▶ TEXT BLOCK
A British Beach Boys site reveals this tidbit involving '70s B.B. pianist Carlos Munoz: "From 1965 to 1968, Muñoz led a rock band with Jorge Calderón called The Living End, a.k.a. Space (jazz-rock band); they were the house band at Scott Muni´s Rolling Stone and released a single album, Space (Capitol Records)." (It's a long shot, but I wonder if Carlos was at all related to Scott, whose real name was Donald Allen Munoz.)
In an interview with Ugly Things editor-in-chief Mike Stax, Peter Sando discusses how his band the Rahgoos fit the scene: "Most of the uptown Discotheques were dominated by Rascal-clone bands like the Rich Kids, the Vagrants, and the Pilgrims. We were not immune to that as we converted to a B3 sound when we played at the Rolling Stone and Phone Booth...but as the band progressed, we were falling into the Rascal sound too much." Lineup changes and a gradual evolution toward psychedelia led the band to change their name to Gandalf--apparently inspired by a copy of The Hobbit that drummer David Bauer happened to be reading one night backstage at the Rolling Stone.
60sgaragebands.com offers profiles on two bands who played there, the Teemates (later renamed the Kickers after their second manager's involvement with the N.Y. Jets) and a Dallas band called Truth. And Mike Patalano of the Others--famed among caveteens for "Can't Stand This Love, Goodbye"--gave some nice recollections to Fancy Magazine. (Be sure to check out the great pic of the club's front sign: "Come in tux or tights and give our girls in the swings a push...two dance floors, no cover, no minimum.")
Bob Marshall became our manager. He got us a gig at the Rolling Stone Discotheque in NYC at the corner of 48th and 2nd Ave. that summer of 65. We were the house band and played six nights a week, half hour on, half hour off, 9 pm to 3am. We all got paid a couple hundred dollars a week. We had lines of people around the block for hours waiting to get in. It was owned by Scott Muni. He would stop in and introduce us to the crowd every once in a while. We had a blast—Met David Winters, the dancer from West Side Story, and Gene Pitney there. There were go-go girls, and a swing. Afterwards we would be invited to parties all over the city. It was wild.

▶ DATASET RECORDS
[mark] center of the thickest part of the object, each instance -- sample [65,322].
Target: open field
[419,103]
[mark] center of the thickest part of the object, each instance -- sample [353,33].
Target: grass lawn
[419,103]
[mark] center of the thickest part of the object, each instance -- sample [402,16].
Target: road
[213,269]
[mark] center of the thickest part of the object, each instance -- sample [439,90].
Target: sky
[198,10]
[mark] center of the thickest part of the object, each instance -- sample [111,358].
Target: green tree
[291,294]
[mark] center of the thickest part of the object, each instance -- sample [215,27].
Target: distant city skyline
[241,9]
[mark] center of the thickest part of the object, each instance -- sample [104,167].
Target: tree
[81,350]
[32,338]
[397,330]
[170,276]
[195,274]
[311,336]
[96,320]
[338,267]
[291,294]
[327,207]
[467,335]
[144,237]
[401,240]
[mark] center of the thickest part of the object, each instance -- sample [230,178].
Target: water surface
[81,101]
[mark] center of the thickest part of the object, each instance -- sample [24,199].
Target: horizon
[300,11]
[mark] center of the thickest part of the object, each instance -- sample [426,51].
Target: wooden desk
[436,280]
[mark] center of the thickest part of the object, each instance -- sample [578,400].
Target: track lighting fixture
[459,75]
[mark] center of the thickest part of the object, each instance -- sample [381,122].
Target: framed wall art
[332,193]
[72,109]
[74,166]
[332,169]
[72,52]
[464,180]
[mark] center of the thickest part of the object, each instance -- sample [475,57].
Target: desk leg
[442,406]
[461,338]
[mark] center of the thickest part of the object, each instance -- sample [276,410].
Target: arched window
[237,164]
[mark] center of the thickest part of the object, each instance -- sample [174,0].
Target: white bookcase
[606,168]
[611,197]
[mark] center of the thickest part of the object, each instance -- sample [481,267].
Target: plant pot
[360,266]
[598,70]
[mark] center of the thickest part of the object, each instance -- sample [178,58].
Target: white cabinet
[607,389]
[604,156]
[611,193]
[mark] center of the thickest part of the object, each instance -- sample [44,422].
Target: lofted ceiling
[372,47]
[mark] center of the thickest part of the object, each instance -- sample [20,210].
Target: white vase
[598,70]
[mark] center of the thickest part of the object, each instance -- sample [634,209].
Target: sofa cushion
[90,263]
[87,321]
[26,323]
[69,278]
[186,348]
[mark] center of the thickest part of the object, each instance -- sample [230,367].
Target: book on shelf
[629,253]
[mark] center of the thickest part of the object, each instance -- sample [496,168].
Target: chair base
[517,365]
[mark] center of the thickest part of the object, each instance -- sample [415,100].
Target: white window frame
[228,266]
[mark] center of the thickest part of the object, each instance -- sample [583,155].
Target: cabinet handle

▶ QUESTIONS ON THE MATERIAL
(a) In the text about the Rolling Stone Discotheque, at which street corner did the club stand?
(b) Write the next part of the text about the Rolling Stone Discotheque, picking up after its final sentence, "It was wild."
The records are separate material, unconnected to the text about the Rolling Stone Discotheque.

▶ ANSWER SET
(a) At the corner of 48th and 2nd Ave. in NYC.

(b)
Apparently there is now a karaoke bar and a parking garage at the address. But folks, I'm afraid that's about all the info I've been able to find so far! Please don't hesitate to leave a comment if you have any recollections or facts of your own to share--this skimpy post could sure use 'em!
UPDATE 9/24/2010: Bob Polhemus of Bobby and the Teemates sent this great shot of them playing at Scott Muni's Rolling Stone. "His club the Rolling Stone was one of the hottest gigs I ever played...The place was like a celebrity gathering with every soon to be legend of rock visiting...The picture is us The Teemates--Me second from left. We were the house band there the first week he opened the club. We were there a month followed by the Vagrants, with the Yardbirds doing a set every now and then along with Eric Burdon, Chas, The Gentrys. Opening night there was a line stretching up 48th Street to Second Avenue...Barry Oslander was the Sound Engineer there, and co-produced our LP "Jet Set Dance"...This was our last week there. Scott was furious we gave up our Beatles squeaky-clean look for these striped shirts. Cancelled our contract--Vagrants followed...The picture above was taken shortly after the Teemates changed their name under new management with a guy by the name of Bill Blackburn who was associated with the New York Jets--thus the name 'Kickers." I believe this was our last week at Scott's, after which the Vagrants or another Band followed us in."